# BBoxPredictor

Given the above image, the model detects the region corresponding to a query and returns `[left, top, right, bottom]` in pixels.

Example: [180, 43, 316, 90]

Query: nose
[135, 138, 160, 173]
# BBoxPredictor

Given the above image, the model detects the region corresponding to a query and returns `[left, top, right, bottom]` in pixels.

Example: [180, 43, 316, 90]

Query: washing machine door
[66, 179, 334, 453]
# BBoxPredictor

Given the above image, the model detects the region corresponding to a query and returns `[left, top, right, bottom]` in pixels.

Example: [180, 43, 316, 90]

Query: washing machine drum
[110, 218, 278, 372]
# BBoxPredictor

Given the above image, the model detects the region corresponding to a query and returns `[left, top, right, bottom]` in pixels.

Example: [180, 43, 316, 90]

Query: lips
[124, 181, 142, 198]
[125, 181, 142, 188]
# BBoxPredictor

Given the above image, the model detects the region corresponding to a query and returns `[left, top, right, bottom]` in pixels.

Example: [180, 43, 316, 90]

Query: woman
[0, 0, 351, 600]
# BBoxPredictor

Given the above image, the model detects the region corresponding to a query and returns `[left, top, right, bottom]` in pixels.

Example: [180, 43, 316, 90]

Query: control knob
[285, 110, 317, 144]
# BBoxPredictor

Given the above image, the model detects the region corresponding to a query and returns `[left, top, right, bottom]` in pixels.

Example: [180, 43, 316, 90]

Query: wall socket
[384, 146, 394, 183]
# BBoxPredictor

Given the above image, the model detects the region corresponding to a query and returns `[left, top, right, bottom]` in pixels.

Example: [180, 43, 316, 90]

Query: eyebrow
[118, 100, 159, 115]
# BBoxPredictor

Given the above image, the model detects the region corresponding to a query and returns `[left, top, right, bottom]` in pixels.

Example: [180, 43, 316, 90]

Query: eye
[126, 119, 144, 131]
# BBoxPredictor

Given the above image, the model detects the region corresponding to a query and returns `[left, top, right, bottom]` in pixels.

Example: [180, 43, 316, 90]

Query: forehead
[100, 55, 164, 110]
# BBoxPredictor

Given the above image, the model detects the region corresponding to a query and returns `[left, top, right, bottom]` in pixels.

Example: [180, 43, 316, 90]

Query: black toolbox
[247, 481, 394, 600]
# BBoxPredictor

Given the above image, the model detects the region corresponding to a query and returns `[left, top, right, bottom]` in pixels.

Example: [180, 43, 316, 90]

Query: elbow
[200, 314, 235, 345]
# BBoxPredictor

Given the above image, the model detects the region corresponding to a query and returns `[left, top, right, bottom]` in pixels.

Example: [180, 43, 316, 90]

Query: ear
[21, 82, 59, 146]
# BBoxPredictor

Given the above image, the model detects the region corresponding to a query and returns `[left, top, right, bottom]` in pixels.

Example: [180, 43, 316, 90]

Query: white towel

**What is expected**
Write the material out again word for word.

**Task result**
# BBoxPredictor

Given the above image, the model detects the region corresponding to a query and returns `[left, top, right, bottom]` in pixels.

Example: [180, 43, 316, 90]

Query: nose
[135, 138, 160, 173]
# BBoxPredictor

Given the above image, the model detects the region corresponding to a query and returns `[left, top, right, bottom]` in pixels.

Example: [180, 43, 316, 90]

Query: washing machine door
[66, 179, 334, 453]
# BBoxPredictor

Given the above image, the model detects the region corresponding to a query and returns `[left, top, right, bottom]` in pixels.

Example: [180, 43, 316, 90]

Query: washing machine drum
[110, 218, 278, 372]
# BBoxPredictor

Given the above image, the model detects the region corresponding to a query and returns `[left, top, right, bottom]` in pixels.

Example: [180, 43, 316, 90]

Query: lips
[124, 181, 142, 198]
[125, 181, 142, 188]
# BBoxPredictor

Given the above image, the model detects the region corresponding to a query and returns `[left, top, right, bottom]` in pixels.

Example: [180, 43, 316, 90]

Query: woman
[0, 0, 351, 600]
# BBoxPredictor

Given the above image, the model detects the region corresponding to a query and returns `[left, top, right, bottom]` in pixels.

Example: [180, 43, 316, 90]

Query: control knob
[285, 110, 317, 144]
# BBoxPredictor

Given the above image, the model detects the region corresponding to a query and returns `[left, top, right, bottom]` in pixels.

Example: [180, 43, 316, 90]

Query: wall socket
[384, 146, 394, 183]
# BBoxPredictor

Given the above image, the model detects the region corresponding to a query and returns `[left, top, right, bottom]` in pixels.

Example: [180, 43, 316, 90]

Query: eyebrow
[118, 100, 159, 115]
# BBoxPredictor

Given the above image, the model detects the region corresponding to a query and returns `[left, top, right, bottom]` in pixels.

Example: [180, 43, 316, 90]

Query: eye
[126, 119, 144, 131]
# BBoxPredictor

Given the above image, the model detects the region corresponding to a query and returns `[left, top, right, bottom]` in pixels.

Example: [180, 43, 316, 90]

Query: forehead
[100, 55, 164, 110]
# BBoxPredictor

Given the above image, the model detects the region corresponding to a query and returns `[left, top, right, bottom]` in pixels.

Example: [180, 43, 316, 90]

Query: black toolbox
[247, 481, 394, 600]
# BBoxPredictor

Given the above image, the model detects the region corresponding to a query and returns `[left, top, right, bottom]` in pixels.

Example: [180, 43, 316, 90]

Query: elbow
[200, 314, 235, 345]
# BBoxPredictor

Given the above image, the model detects the region corresponding to a query and returns `[left, top, right, bottom]` in pixels.

Example: [180, 43, 316, 90]

Query: ear
[21, 82, 59, 146]
# BBoxPredictor

Given the above image, the model detects the region corresponding to a query and returns `[left, top, right, bottom]` in pixels.

Example: [180, 43, 316, 90]

Query: white towel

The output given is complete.